Extract to read
↓
The framework is intended to be adaptable by being able to simply wrapping MDAnalysis analysis functions without worrying about the parallel machinery behind.

Free software: GNU General Public License v3
Documentation: https://ENPMDA.readthedocs.io.

Features

Parallel analysis for ensemble simulations.
Dataframe for storing and accessing results.
dask-based task scheduler, suitable for both workstations and clusters.
Expandable analysis library powered by MDAnalysis.

Example Code Snippet

from ENPMDA import MDDataFrame
from ENPMDA.preprocessing import TrajectoryEnsemble
from ENPMDA.analysis import get_backbonetorsion, rmsd_to_init

# construct trajectory ensemble
traj_ensemble = TrajectoryEnsemble(
                                ensemble_name='ensemble',
                                topology_list=ensemble_top_list,
                                trajectory_list=ensemble_traj_list
                                )
↑
Recorded data
↓
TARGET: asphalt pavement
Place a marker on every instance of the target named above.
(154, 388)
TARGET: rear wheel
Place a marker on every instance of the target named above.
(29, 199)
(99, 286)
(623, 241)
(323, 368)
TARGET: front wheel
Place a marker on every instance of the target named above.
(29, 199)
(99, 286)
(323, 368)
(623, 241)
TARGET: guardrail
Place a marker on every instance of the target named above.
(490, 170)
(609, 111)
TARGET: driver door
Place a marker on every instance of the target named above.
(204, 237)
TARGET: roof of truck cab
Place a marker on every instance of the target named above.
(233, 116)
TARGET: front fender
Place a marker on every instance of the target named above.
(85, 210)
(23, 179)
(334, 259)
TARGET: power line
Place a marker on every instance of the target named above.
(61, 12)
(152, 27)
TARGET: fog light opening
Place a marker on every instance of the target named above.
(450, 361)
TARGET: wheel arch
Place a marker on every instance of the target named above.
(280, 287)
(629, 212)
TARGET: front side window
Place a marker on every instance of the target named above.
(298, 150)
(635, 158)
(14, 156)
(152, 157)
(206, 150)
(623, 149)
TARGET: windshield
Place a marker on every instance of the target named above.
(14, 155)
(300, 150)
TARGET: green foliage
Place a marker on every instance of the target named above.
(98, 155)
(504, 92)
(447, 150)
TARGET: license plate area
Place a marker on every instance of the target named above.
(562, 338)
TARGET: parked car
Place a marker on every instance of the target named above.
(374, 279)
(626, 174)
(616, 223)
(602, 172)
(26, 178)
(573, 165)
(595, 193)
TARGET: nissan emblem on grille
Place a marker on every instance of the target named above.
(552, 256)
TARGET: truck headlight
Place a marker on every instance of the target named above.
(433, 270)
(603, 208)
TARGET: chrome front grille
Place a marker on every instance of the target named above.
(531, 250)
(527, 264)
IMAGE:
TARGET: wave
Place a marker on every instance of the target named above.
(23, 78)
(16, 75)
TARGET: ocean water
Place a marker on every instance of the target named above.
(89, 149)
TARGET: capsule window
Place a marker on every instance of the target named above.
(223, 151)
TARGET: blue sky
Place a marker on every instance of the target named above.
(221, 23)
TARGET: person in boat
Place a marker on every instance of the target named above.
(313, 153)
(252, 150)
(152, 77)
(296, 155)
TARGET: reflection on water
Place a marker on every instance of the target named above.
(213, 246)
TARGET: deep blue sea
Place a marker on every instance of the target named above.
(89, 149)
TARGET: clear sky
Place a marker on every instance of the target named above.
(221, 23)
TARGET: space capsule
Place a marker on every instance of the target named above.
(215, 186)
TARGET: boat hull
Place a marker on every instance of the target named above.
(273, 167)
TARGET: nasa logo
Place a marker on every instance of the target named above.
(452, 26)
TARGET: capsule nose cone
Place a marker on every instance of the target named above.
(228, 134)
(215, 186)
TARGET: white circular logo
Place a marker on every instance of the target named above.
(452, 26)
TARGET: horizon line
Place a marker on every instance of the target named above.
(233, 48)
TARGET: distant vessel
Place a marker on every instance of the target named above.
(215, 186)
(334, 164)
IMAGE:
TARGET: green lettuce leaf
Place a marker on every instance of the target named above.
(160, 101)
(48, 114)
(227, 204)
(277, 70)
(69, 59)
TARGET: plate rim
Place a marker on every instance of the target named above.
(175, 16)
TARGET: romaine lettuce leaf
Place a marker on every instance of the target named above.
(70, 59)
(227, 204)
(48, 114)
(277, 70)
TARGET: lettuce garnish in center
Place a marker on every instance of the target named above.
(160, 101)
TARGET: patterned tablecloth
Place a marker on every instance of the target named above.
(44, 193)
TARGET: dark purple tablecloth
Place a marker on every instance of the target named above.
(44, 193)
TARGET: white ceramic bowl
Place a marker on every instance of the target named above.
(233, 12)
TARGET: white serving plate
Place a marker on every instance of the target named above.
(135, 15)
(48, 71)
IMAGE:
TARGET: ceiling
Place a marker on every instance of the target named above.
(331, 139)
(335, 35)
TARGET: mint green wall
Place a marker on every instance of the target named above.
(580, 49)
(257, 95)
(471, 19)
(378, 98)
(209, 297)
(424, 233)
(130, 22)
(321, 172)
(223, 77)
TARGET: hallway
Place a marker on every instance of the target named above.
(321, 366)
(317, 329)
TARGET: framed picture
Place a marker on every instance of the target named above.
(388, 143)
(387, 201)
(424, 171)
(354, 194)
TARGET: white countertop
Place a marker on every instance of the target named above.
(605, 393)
↑
What needs to be done
Can you write the next part of the ENPMDA documentation, picking up right after the code that builds the trajectory ensemble?

Task response
traj_ensemble.load_ensemble()

# initilize dataframe and add trajectory ensemble
md_dataframe = MDDataFrame(dataframe_name='dataframe')
md_dataframe.add_traj_ensemble(traj_ensemble, npartitions=16)

# add analyses
md_dataframe.add_analysis(get_backbonetorsion)
md_dataframe.add_analysis(rmsd_to_init)


# save dataframe
md_dataframe.save('results')

# retrieve feature
feature_dataframe = md_dataframe.get_feature([
                    'torsion',
                    'rmsd_to_init'
                    ])

# plot analysis results
import seaborn as sns
sns.barplot(data=feature_dataframe,
            x='system',
            y='rmsd_to_init')
sns.lineplot(data=feature_dataframe,
             x='traj_time',
             y='0_phi_cos',
             hue='system')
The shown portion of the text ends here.